- [Instruction]: Render all of the data below as a Markdown table with two columns, Row and Line, numbering the lines in order. Omit blank lines and leave the pictures out of the table.

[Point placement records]
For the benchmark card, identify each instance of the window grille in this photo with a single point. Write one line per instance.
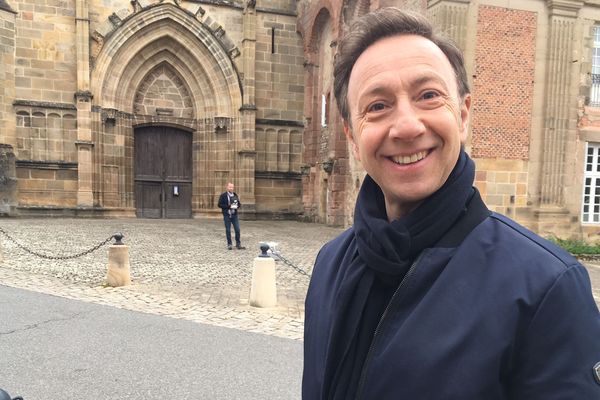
(590, 210)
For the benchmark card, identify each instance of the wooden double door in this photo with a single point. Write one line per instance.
(163, 172)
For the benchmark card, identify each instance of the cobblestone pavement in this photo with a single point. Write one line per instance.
(179, 268)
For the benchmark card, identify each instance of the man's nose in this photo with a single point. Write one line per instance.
(406, 123)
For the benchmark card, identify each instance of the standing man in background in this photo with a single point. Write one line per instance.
(430, 295)
(229, 202)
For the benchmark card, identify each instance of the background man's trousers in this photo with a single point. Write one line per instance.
(232, 220)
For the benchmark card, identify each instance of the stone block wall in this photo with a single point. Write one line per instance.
(278, 198)
(7, 74)
(45, 51)
(279, 68)
(47, 185)
(502, 183)
(46, 134)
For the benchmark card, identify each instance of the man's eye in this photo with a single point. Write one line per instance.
(376, 107)
(430, 95)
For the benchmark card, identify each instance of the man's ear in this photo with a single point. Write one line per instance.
(350, 137)
(465, 112)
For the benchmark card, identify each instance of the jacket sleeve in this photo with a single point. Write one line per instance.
(556, 359)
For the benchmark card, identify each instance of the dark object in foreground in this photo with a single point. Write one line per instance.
(6, 396)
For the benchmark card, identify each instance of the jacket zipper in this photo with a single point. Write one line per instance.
(363, 374)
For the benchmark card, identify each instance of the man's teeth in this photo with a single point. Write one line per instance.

- [Answer for this exercise]:
| Row | Line |
|---|---|
| 1 | For the benchmark card, identify each instance of the window grille in this photo with a single point. Write one line per instance. |
| 2 | (590, 210) |
| 3 | For the benchmark card, identify each instance of the wooden double door in this photo with a single point. Write one line per instance. |
| 4 | (163, 172) |
| 5 | For the benchmark card, identify each instance of the cobblestone pavement in this photo with a single point. Write one line per instance. |
| 6 | (179, 268) |
| 7 | For the benchmark card, identify each instance of the man's nose in this photo with a single point. Write one line per instance. |
| 8 | (406, 123) |
| 9 | For the benchmark card, identify each instance of the standing man in background in this photo with a single point. Write one line per instance. |
| 10 | (430, 295) |
| 11 | (229, 202) |
| 12 | For the benchmark card, identify each instance of the background man's trousers in this photo with a single point. Write one line per instance. |
| 13 | (232, 220) |
| 14 | For the benchmark card, identify each instance of the stone block wall in this photo with a single point. Write one line per instance. |
| 15 | (278, 198) |
| 16 | (7, 74) |
| 17 | (45, 51) |
| 18 | (279, 68) |
| 19 | (47, 185) |
| 20 | (502, 183) |
| 21 | (46, 134) |
| 22 | For the benchmark card, identify each instance of the man's eye in this photo with a single point. Write one line per instance. |
| 23 | (376, 107) |
| 24 | (430, 95) |
| 25 | For the benchmark card, identify each instance of the man's ear in this photo with a single point. Write one line per instance. |
| 26 | (350, 137) |
| 27 | (465, 112) |
| 28 | For the benchmark card, identify each instance of the jacket sleeve in this photo with a single point. Write one line per instance. |
| 29 | (556, 359) |
| 30 | For the benchmark card, identify each instance of the dark object in foreground in this photo with a single point. Write one line per instance. |
| 31 | (6, 396) |
| 32 | For the benchmark card, identify each instance of the jacket zipper in this photo with a single point. Write one line per instance. |
| 33 | (363, 374) |
| 34 | For the benchmark card, identify each instance of the man's teeth in this photo with a single point. Write one line per instance. |